EXERCISE INSTRUCTIONS: Reproduce verbatim the lines of the records below from the line containing "of the purple" through the line containing "[[151, 128]]", inclusive.

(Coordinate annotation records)
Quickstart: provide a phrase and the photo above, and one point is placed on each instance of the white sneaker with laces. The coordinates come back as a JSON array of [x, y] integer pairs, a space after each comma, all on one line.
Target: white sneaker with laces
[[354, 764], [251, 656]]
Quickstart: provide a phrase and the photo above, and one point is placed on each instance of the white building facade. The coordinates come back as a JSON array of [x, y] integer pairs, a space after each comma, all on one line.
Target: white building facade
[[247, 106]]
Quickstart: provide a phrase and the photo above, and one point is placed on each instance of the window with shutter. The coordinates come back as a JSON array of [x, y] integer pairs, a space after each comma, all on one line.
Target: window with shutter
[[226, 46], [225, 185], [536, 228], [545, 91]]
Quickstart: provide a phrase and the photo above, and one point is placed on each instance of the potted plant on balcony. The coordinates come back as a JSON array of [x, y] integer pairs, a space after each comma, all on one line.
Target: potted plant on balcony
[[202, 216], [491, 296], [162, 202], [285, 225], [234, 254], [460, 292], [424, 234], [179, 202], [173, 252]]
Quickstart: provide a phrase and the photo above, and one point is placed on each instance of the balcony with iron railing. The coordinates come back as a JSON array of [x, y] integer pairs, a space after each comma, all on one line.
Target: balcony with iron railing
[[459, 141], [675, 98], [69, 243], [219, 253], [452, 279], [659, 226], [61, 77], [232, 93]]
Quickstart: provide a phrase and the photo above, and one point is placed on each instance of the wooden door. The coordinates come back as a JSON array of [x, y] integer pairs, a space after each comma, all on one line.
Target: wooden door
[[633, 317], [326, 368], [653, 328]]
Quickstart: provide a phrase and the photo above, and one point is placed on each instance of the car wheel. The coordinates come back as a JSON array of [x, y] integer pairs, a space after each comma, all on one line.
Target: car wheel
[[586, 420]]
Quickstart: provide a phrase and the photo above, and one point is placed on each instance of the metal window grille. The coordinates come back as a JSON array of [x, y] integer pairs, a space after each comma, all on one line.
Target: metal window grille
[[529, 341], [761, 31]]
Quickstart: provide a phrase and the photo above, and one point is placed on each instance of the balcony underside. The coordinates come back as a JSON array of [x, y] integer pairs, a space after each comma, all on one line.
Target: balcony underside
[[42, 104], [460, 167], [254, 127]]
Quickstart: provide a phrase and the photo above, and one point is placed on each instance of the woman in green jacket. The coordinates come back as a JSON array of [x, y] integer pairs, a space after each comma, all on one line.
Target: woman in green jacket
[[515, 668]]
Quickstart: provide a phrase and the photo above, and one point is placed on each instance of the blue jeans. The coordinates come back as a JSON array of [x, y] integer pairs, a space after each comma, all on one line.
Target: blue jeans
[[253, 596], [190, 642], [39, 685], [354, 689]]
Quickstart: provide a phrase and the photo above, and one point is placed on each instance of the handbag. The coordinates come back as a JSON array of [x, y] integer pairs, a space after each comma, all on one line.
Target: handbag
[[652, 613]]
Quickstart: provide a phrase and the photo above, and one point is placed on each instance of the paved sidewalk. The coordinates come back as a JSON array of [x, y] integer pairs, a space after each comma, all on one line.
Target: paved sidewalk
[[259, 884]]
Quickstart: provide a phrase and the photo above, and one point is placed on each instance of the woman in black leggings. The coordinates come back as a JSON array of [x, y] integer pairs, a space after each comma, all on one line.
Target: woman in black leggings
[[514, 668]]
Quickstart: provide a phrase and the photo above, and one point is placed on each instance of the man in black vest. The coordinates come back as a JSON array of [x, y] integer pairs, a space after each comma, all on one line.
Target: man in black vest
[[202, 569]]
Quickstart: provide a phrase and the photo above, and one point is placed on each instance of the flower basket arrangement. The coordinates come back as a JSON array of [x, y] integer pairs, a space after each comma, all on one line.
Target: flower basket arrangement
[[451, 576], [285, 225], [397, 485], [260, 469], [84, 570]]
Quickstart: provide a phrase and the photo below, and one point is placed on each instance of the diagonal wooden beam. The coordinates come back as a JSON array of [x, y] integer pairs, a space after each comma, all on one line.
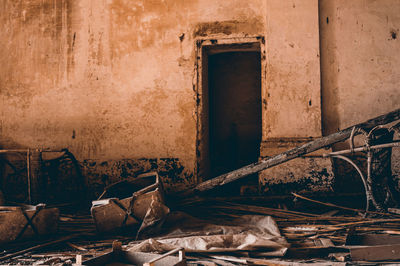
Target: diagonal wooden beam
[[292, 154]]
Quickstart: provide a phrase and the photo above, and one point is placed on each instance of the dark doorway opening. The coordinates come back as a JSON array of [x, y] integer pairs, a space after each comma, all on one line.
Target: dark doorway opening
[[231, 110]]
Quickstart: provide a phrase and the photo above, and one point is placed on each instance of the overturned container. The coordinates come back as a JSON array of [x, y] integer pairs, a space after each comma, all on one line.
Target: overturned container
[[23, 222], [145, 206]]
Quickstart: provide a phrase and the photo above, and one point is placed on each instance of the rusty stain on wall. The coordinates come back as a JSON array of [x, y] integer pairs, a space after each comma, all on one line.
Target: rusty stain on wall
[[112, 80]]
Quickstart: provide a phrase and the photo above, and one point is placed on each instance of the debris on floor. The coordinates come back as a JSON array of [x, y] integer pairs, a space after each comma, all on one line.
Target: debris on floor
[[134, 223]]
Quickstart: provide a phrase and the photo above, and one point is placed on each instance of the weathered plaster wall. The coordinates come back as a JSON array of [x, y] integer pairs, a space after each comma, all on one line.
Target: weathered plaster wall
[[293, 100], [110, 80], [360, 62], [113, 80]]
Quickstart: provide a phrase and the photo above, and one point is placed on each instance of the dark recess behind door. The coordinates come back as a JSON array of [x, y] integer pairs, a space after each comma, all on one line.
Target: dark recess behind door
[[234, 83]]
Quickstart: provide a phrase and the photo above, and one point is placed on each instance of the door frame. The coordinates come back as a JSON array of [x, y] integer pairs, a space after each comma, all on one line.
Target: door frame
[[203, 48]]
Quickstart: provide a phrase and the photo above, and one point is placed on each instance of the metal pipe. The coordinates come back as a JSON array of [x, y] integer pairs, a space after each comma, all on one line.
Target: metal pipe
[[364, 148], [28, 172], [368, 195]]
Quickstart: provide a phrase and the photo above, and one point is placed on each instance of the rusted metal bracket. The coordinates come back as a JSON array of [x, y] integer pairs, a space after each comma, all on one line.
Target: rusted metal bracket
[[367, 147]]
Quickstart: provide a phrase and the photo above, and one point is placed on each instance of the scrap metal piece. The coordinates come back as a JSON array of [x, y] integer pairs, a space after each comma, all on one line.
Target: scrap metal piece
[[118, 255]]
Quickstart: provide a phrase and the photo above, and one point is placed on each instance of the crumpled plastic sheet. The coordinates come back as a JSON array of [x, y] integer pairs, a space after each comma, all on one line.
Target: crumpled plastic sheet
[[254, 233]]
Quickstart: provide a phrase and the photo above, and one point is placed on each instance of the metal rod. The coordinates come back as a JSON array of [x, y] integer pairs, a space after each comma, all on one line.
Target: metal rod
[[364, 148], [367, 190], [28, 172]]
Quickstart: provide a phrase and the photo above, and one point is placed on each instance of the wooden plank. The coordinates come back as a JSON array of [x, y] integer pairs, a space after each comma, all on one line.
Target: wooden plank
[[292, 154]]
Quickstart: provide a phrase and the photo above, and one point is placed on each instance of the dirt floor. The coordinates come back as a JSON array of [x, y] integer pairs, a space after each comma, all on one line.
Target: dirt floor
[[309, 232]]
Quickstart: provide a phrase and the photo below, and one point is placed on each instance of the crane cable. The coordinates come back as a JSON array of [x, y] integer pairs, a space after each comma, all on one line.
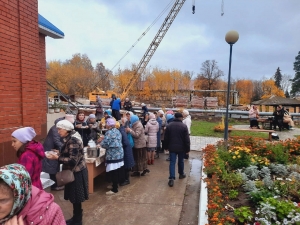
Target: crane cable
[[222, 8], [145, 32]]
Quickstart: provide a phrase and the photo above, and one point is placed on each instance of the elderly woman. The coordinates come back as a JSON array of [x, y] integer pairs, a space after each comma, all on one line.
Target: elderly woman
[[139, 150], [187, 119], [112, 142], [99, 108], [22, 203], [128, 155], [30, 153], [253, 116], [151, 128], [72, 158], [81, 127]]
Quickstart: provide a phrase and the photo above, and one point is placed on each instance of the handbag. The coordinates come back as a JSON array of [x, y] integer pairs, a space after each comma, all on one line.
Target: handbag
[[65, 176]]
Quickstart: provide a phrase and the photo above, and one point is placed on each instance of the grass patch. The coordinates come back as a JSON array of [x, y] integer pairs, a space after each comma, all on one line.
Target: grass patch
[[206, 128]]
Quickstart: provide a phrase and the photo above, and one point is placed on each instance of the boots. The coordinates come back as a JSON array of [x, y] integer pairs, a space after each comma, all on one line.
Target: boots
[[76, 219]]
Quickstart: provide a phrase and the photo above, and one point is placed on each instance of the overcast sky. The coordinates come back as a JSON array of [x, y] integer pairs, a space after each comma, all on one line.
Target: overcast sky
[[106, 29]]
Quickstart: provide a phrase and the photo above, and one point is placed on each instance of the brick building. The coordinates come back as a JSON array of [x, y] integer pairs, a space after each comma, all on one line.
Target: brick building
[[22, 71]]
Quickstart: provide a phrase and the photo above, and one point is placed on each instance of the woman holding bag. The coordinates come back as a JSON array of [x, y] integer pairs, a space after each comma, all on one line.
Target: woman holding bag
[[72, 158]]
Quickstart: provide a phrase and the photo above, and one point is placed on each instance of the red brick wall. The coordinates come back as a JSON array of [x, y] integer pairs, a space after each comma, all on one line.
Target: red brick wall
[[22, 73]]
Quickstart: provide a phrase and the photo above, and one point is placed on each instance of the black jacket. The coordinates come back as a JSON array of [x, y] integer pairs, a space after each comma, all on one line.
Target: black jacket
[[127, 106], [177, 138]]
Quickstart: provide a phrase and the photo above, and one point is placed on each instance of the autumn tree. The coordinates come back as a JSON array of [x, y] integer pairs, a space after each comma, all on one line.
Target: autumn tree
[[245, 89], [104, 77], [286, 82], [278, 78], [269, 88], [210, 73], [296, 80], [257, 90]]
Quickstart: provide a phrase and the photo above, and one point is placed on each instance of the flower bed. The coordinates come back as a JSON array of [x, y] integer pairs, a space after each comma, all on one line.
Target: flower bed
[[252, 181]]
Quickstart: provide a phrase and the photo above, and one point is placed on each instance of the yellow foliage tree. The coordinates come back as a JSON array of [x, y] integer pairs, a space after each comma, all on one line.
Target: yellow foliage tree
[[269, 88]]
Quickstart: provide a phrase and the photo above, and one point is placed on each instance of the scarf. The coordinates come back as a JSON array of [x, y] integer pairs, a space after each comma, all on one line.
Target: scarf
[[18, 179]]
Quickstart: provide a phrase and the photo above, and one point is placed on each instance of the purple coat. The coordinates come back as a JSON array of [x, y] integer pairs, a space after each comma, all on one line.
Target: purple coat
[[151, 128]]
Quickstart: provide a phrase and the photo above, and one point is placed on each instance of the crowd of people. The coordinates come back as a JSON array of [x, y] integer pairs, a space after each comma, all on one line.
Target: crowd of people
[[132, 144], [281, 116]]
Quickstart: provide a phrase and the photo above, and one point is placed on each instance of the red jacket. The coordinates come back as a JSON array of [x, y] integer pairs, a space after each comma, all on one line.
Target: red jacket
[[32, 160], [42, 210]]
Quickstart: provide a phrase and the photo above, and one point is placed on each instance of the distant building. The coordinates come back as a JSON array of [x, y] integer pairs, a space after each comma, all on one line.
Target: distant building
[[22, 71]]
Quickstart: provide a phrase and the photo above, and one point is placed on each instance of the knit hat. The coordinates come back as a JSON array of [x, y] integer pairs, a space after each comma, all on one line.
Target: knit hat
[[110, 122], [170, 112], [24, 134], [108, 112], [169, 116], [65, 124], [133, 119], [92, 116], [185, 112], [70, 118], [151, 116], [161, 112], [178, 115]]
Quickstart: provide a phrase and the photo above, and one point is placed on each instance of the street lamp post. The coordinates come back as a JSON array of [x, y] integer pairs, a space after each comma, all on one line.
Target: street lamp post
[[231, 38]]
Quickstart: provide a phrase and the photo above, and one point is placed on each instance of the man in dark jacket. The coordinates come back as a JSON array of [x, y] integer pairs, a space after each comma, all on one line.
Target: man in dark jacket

FINISHED TASK:
Quickstart: provide a phrase and the photo above, and one point is placed on each instance of the purple coat. The coordinates come back as a JSON array of [x, y] integer pairs, a space after each comma, all on one line.
Target: purple coat
[[151, 128]]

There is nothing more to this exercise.